- [What you need to do]
Count how many lines in the rows below contain the word "counter". Reply with the number alone.

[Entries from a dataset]
## BEGIN

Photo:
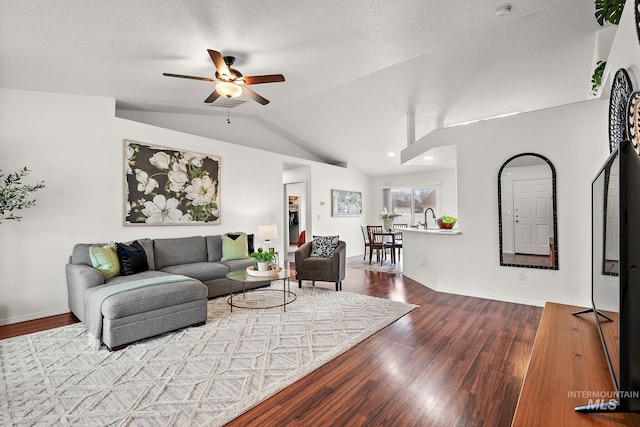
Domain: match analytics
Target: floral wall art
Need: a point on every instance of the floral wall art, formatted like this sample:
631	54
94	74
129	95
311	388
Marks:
346	203
169	186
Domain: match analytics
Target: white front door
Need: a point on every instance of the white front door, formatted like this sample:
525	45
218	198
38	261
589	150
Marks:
532	210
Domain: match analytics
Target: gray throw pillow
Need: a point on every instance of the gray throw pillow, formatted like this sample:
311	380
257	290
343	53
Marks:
324	246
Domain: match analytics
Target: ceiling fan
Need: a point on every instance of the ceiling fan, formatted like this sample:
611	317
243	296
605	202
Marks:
229	81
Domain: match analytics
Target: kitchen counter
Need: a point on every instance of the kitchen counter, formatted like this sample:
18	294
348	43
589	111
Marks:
430	256
429	231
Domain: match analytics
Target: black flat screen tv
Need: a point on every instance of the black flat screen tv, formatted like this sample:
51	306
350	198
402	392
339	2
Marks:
615	280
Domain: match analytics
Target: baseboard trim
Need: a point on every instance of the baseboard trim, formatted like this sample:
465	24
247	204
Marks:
33	316
482	295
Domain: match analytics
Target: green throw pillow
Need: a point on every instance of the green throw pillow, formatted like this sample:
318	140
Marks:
105	260
234	249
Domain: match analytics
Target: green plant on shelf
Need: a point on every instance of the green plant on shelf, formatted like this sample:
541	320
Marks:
596	78
15	195
609	11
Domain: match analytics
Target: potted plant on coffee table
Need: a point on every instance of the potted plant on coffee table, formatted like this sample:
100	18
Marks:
262	259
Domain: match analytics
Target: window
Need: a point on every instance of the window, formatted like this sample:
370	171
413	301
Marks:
410	203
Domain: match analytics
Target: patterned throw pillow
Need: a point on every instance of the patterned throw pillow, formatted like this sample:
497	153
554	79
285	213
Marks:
324	246
133	259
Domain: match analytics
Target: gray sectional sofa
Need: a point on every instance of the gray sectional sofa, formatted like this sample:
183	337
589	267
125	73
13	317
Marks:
192	267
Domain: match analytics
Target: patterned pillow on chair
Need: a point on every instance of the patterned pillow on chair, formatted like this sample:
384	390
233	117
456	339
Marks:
324	246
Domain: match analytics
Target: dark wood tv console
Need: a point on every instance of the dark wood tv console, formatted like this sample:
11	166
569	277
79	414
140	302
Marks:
567	365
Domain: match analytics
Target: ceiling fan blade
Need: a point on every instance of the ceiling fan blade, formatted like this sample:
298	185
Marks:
214	95
182	76
251	94
269	78
218	61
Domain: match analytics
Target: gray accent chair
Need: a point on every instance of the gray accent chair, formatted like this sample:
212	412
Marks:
321	269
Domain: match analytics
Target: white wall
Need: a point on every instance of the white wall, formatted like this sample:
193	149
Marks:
75	144
574	138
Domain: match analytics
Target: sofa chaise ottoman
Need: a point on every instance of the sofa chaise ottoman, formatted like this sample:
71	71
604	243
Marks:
171	292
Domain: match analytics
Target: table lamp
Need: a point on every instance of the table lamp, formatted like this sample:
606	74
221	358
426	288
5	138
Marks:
267	233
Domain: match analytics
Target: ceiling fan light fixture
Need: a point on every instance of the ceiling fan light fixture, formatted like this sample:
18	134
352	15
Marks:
228	89
503	10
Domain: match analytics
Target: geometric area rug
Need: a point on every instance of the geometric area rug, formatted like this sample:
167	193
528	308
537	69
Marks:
206	375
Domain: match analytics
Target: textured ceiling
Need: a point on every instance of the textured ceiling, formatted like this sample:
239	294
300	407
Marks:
353	68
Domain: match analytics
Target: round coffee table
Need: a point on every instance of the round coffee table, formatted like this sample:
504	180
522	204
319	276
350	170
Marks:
242	276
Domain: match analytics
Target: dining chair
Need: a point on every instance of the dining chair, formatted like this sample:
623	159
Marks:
377	243
365	236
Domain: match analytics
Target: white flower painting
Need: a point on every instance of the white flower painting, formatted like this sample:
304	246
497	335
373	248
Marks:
168	186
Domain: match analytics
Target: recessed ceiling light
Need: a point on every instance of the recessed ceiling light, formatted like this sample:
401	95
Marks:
503	10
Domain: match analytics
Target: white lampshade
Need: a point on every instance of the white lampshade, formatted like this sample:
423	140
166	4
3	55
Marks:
228	89
267	232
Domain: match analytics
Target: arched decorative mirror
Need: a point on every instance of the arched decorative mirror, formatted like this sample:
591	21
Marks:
527	212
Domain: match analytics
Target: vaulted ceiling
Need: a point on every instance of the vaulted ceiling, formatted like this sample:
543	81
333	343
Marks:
354	69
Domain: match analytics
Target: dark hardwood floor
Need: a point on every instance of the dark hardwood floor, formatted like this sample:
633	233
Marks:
454	361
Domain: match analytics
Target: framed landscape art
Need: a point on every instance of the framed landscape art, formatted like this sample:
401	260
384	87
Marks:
346	203
166	186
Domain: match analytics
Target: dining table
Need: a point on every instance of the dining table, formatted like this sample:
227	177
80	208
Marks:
385	235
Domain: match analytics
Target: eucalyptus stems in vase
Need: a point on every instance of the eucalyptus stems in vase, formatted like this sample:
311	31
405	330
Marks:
15	195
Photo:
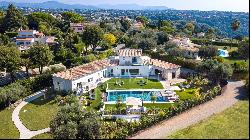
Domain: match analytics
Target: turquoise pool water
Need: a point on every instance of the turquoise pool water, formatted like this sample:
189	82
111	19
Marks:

## END

- [Result for this task]
2